Textauszug:
%%

Zerfetzt auf Sarajevos Marktplatz

■ Mindestens 33 Menschen starben bei einem Artillerieangriff auf die bosnische Hauptstadt. Die meisten hatten auf dem Marktplatz nach Brot angestanden. Silajdžić stellt Friedensverhandlungen in Frage. Nato: Vergeltung möglich

Sarajevo (AP/AFP/taz) – Unmittelbar vor einer neuen Friedensmission von US- Diplomaten sind gestern bei einem Granatenangriff auf das Zentrum von Sarajevo mindestens 33 Menschen getötet und 84 verletzt worden. Nach Angaben von Augenzeugen schlug das erste von sieben Geschossen kurz nach 11 Uhr am Eingang eines Obst- und Gemüsemarktes ein. Dieser befindet sich in unmittelbarer Nähe der Markthallen, die nach einem Granatenangriff im Februar vergangenen Jahres geschlossen worden waren. Damals waren 68 Menschen getötet worden.

%%

Datenauszüge:
%%

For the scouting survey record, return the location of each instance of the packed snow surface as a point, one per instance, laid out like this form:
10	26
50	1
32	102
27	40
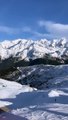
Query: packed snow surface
33	104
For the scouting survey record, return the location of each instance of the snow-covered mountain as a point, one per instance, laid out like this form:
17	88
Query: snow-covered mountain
29	49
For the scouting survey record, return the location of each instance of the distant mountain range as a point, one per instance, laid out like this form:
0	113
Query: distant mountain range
30	49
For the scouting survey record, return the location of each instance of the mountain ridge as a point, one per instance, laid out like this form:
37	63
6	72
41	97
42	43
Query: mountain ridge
30	49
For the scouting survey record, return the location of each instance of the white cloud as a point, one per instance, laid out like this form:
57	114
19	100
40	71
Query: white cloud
9	30
55	29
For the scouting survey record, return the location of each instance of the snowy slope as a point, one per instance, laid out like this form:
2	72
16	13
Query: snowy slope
26	49
34	104
41	76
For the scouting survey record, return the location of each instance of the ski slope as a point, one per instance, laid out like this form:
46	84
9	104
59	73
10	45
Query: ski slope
33	104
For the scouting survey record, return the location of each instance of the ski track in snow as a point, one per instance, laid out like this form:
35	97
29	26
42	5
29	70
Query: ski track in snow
34	104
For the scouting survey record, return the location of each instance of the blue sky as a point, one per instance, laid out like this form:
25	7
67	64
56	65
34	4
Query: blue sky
33	19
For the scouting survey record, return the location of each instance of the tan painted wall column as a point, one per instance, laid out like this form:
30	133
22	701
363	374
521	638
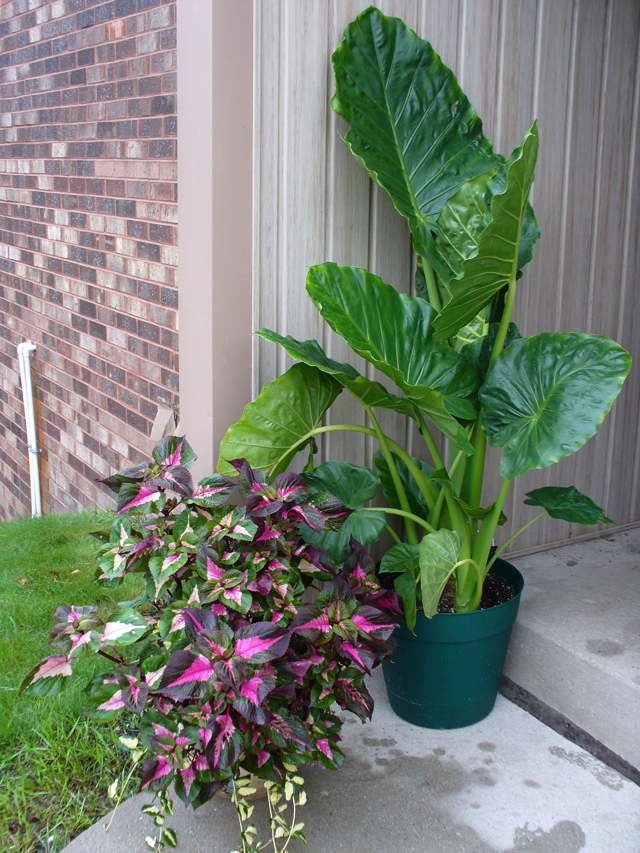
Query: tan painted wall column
215	130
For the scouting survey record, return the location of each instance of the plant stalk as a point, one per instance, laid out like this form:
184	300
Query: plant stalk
511	539
487	531
412	534
428	490
432	287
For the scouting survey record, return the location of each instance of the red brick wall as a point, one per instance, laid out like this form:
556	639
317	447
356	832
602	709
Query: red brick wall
87	238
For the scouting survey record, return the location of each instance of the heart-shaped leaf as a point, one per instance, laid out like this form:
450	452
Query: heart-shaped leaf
438	556
393	332
568	504
369	393
494	263
353	485
405	587
547	395
284	412
400	558
412	127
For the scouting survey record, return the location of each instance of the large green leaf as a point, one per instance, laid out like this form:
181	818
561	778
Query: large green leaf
478	353
413	493
412	127
461	221
438	557
495	261
284	411
353	485
568	504
547	395
392	331
369	393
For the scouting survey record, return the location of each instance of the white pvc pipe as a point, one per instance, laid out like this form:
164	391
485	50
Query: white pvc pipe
24	357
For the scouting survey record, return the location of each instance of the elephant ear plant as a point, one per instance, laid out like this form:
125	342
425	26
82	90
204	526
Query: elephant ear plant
460	367
226	669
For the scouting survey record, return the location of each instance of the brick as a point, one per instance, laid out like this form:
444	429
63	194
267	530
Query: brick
88	146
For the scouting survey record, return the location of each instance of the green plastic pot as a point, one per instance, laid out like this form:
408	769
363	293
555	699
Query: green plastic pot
446	675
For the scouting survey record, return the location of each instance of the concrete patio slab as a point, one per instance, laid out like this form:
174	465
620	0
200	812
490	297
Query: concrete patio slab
576	644
506	785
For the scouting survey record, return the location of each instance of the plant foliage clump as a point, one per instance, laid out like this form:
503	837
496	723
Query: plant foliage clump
228	671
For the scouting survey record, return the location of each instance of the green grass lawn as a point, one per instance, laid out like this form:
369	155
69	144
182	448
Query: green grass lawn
55	765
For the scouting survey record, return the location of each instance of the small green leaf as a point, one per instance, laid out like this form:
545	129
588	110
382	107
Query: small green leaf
353	485
169	837
568	504
284	412
126	628
438	556
405	587
400	558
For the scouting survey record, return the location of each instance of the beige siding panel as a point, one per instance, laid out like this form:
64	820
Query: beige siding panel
573	65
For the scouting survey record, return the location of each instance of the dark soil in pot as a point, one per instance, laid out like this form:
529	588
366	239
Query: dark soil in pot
446	673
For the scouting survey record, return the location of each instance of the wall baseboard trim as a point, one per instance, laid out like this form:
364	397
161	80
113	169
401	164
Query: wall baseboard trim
563	726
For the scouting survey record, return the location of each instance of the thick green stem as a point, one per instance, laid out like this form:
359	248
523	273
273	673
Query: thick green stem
427	489
487	531
458	518
503	328
428	438
393	534
511	538
406	515
412	534
434	515
318	431
474	602
432	287
476	468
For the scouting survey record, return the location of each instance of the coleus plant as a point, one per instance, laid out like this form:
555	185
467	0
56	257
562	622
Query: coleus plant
228	671
462	371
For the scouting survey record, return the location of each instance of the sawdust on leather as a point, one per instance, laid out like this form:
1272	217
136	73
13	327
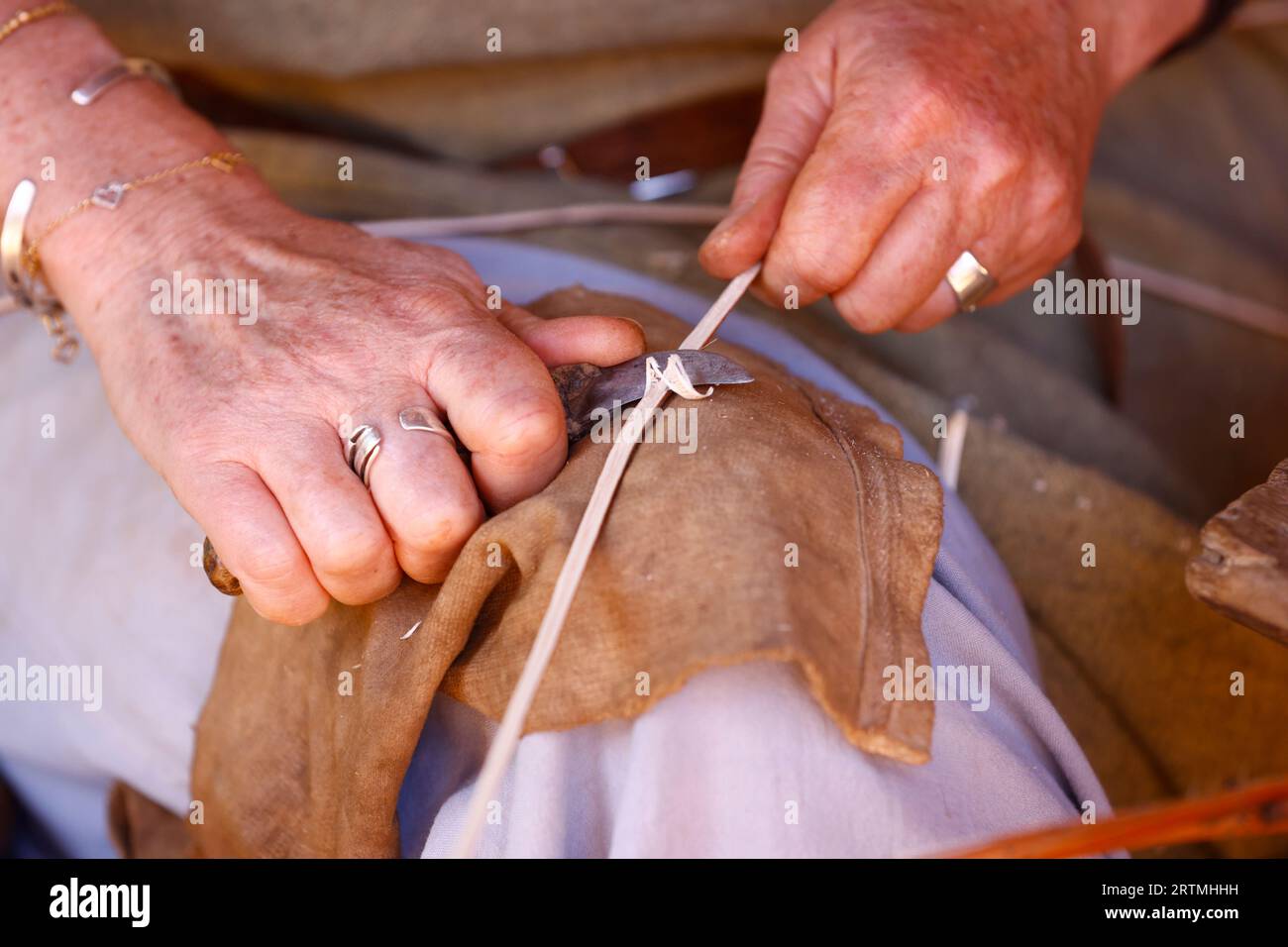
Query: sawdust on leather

%%

Aufgabe 1: Nennen Sie sämtliche Kürzel, die im Textauszug über den Granatenangriff auf Sarajevo in der Klammer nach der Ortsmarke stehen.
Aufgabe 2: Setzen Sie den Textauszug über den Granatenangriff auf Sarajevo im Anschluss an seinen letzten Satz fort.

Ergebnis 1: AP, AFP, taz

Ergebnis 2:
Der staatliche bosnische Rundfunk meldete unter Berufung auf die Armeeführung, die Granaten seien aus der serbisch kontrollierten Region um Vraca und Lukavica in den Bergen südlich von Sarajevo abgefeuert worden. Der bosnische Ministerpräsident Haris Silajdžić erklärte, die Zahl der Toten werde sich vermutlich noch auf 40 erhöhen. Er schlug die Verschiebung jeglicher Friedensverhandlungen vor, bis die Rolle der Nato geklärt sei. „Wir möchten wissen, was die Rolle der Nato in dieser Sache ist. Werden sie zusehen, bis wir alle umgebracht sind, während sie Waffen von uns fernhalten? Ist Sarajevo eine Schutzzone oder Ghetto für Mordopfer?“ fragte er.

Der „Informationsminister“ der bosnischen Serben, Miroslav Toholj, erklärte in Pale, das Bombardement sei „nichts als ein neuer Versuch der Muslime, eine politische Beilegung des Konflikts im früheren Bosnien zu sabotieren“.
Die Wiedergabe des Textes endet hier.